» Apply what you read:
- 1) Summarize the excerpt about loose animals near Kieffer-Wiese in two sentences.
- 2) Copy word for word everything in the excerpt about loose animals near Kieffer-Wiese from "The couple started" down to "a neighborhood agreement.".

» Selected excerpt:
Marge Rehaume, who lives near Kieffer-Wiese with her husband, said the loose animals have been a major nuisance in her life. She said the animals relieve themselves on her property. She can’t let her little dog out in the yard, she said, because she doesn’t know “what kind of creatures might be out there.” Last summer, an emu “got after” her.

“The other day I drove out of the driveway and there was a zebra,” she said. “I have really weird dreams so I had to pinch myself.”

The couple started a petition about Kieffer-Wiese that they were going to send to the county commissioners, but it ended since there wasn’t a neighborhood agreement.

Animal Control Officer Carol Barnes said she’s responded to about a dozen neighbor complaints of loose animals, including a recent allegation of a zebra at large. She’s impounded a goat and Whidbey Animal Improvement Foundation has impounded a couple of Kieffer-Wiese’s dogs.

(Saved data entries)
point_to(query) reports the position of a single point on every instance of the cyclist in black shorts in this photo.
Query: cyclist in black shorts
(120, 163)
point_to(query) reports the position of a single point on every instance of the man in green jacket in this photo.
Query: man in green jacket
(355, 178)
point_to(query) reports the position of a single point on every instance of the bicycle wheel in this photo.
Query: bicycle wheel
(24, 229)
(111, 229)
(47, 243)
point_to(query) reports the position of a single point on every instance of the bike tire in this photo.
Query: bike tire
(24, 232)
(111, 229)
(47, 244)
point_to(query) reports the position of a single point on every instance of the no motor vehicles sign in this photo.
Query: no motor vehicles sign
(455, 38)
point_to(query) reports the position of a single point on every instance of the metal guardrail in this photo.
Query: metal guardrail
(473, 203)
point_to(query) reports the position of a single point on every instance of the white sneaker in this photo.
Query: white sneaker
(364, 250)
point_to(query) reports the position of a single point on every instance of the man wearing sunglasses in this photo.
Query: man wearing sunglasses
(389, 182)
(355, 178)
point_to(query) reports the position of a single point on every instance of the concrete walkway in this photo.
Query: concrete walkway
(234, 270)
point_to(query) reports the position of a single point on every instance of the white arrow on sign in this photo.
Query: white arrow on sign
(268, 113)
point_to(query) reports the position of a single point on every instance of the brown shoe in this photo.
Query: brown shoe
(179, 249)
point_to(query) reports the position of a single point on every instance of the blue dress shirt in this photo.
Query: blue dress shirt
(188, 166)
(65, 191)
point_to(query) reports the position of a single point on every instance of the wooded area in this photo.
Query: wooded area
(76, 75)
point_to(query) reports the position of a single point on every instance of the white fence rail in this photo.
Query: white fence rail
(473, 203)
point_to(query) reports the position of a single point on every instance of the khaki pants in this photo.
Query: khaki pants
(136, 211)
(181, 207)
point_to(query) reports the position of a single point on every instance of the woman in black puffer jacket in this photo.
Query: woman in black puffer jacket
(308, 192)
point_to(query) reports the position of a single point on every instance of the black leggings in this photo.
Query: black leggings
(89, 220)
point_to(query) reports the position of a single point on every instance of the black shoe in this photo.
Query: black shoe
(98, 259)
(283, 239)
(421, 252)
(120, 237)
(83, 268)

» Answers for the tasks:
- 1) Marge Rehaume, who lives near Kieffer-Wiese with her husband, said the loose animals have been a major nuisance: they relieve themselves on her property, an emu "got after" her last summer, and she recently saw a zebra as she drove out of her driveway. Animal Control Officer Carol Barnes said she has responded to about a dozen neighbor complaints of loose animals, and a goat and a couple of Kieffer-Wiese's dogs have been impounded.

- 2)
The couple started a petition about Kieffer-Wiese that they were going to send to the county commissioners, but it ended since there wasn’t a neighborhood agreement.